提示テキスト中の一文「このため、都は、緊急にとるべき対策について、既に地震や津波の専門家を含む委員会を立ち上げ、施設の耐震性等について検証を開始しております。」を英語に訳せ。

-------- 提示テキスト --------

〇消防総監(新井雄治君) 木造住宅密集地域の火災に迅速に対応する体制についてでありますが、木造住宅密集地域を受け持つ消防署所には、道路の狭隘状況を勘案し、小型ポンプ車を配置するとともに、震災時における危険性を考慮し、消防隊用並びに消防団用可搬ポンプを計画的に整備しております。
 また、これらの地域で火災が発生した場合に備え、出場隊数の増強や、消防団、防災市民組織との連携により、効果的な消防活動を行うこととしており、今後とも、市街地化の進展や消防行政需要の推移などを総合的に勘案し、適正な消防活動体制の確保に努めてまいります。
   〔建設局長村尾公一君登壇〕

〇建設局長(村尾公一君) 津波の危険性に対する認識と対策の進め方についてでございますが、今回の大震災では、これまで予測していた規模を超えるマグニチュード九・〇の地震が発生したことから、東京における大津波の発生の可能性について、国の中央防災会議の動向などを注視するとともに、大震災の際に堤防等の防災施設が安全に機能するか、早急に検証することが必要と考えております。
 このため、都は、緊急にとるべき対策について、既に地震や津波の専門家を含む委員会を立ち上げ、施設の耐震性等について検証を開始しております。

-------- 提供データ --------

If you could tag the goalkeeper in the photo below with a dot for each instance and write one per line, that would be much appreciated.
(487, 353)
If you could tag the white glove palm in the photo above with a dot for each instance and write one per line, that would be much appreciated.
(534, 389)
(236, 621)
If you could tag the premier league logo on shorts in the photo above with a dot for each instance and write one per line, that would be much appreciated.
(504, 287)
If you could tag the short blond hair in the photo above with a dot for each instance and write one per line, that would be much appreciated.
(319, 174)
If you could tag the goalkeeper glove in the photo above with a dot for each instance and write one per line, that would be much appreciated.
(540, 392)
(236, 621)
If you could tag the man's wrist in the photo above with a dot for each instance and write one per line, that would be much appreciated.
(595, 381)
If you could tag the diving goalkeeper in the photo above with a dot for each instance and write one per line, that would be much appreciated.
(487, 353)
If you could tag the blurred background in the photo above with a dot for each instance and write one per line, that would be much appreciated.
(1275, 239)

--------
-------- 提供データ --------

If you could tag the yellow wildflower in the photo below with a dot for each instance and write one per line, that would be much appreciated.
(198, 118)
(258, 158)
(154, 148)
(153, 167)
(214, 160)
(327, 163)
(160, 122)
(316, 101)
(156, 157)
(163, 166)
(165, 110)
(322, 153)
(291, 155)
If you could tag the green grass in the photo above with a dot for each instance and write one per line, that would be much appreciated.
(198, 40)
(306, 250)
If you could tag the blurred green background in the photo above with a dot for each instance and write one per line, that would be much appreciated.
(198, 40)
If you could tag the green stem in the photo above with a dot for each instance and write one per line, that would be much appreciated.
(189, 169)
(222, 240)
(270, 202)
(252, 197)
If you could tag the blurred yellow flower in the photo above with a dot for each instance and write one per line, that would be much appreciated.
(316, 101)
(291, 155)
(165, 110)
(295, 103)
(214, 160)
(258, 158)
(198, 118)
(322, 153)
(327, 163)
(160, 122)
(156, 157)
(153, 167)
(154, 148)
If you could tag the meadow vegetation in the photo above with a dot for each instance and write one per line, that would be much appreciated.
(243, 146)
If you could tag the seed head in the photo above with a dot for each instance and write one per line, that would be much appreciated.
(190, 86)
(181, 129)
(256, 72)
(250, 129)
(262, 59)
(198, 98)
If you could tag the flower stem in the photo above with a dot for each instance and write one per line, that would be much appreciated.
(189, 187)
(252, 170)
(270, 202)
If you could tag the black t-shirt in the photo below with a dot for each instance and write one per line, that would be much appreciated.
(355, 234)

--------
-------- 提供データ --------

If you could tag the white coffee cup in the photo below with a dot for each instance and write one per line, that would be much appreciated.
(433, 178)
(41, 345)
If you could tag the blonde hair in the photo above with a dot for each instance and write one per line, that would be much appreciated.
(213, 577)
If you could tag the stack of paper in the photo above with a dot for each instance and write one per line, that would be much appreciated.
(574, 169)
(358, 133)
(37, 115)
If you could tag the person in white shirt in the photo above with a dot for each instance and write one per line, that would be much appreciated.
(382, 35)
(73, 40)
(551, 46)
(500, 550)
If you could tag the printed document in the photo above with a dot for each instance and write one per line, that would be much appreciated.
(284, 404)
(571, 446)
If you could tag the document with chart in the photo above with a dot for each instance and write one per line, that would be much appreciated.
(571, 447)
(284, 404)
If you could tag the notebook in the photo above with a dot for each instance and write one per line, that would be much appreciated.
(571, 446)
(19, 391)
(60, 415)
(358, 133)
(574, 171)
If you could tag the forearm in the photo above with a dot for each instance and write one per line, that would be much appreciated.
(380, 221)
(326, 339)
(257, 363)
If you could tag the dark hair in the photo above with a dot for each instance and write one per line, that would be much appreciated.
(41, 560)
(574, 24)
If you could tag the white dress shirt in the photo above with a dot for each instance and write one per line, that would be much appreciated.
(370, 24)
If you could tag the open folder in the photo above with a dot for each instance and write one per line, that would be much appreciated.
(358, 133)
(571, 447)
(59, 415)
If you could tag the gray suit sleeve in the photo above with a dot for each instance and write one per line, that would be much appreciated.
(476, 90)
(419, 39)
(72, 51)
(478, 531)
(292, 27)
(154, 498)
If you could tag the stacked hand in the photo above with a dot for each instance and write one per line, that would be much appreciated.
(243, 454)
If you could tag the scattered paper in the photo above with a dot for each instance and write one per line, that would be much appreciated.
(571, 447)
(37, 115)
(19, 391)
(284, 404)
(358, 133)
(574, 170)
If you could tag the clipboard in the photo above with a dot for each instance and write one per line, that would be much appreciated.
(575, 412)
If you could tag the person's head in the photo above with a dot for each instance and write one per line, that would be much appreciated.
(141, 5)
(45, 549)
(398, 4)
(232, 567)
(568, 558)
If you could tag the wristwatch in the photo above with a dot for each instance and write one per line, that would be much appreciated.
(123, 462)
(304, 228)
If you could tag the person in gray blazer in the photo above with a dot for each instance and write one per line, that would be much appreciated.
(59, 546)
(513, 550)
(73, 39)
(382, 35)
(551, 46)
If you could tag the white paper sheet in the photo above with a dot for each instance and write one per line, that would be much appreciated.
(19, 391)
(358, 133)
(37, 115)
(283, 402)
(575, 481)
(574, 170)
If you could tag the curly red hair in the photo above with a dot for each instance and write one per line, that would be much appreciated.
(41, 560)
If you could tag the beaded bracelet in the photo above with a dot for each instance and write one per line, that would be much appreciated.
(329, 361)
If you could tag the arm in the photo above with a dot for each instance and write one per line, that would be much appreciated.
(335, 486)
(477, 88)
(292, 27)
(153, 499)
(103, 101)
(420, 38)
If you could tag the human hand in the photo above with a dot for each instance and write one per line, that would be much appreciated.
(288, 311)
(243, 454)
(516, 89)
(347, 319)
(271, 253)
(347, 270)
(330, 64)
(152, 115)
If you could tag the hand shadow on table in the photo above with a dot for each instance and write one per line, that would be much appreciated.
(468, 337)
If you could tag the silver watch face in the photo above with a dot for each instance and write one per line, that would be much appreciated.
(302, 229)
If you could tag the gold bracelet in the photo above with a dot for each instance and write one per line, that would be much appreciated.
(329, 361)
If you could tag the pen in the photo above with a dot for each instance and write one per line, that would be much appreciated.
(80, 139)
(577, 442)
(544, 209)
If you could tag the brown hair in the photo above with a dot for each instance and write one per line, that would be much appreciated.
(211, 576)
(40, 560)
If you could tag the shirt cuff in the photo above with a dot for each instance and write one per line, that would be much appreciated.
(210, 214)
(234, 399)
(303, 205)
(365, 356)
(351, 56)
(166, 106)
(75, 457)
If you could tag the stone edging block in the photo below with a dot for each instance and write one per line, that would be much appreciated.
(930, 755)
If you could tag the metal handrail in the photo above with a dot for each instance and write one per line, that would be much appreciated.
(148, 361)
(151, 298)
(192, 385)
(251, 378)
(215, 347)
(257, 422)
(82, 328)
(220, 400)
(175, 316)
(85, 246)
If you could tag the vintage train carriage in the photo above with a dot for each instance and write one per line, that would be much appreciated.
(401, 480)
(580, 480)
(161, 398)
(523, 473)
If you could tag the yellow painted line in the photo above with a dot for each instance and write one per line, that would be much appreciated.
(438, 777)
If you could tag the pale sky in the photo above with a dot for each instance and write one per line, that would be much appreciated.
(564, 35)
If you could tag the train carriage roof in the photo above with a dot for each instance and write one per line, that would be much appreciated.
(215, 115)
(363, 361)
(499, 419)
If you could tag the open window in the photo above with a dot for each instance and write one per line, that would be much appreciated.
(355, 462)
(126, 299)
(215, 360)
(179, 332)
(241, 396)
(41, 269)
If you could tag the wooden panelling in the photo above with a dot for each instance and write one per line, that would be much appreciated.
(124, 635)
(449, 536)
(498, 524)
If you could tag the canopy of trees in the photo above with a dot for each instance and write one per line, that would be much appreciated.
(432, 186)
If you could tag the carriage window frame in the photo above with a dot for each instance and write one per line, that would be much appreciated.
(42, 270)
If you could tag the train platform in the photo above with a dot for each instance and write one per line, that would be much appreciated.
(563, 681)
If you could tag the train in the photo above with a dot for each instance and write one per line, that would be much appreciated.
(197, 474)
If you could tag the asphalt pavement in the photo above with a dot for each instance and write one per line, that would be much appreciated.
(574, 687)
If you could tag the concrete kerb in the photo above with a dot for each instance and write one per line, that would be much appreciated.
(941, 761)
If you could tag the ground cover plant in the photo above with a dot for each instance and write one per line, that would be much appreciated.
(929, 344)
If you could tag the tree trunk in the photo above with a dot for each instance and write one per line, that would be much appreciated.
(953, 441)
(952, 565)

--------

_出力結果_. For this reason, the metropolitan government has already set up a committee, including experts on earthquakes and tsunamis, to consider the measures that should be taken urgently, and has begun verifying the seismic resistance and other aspects of the facilities.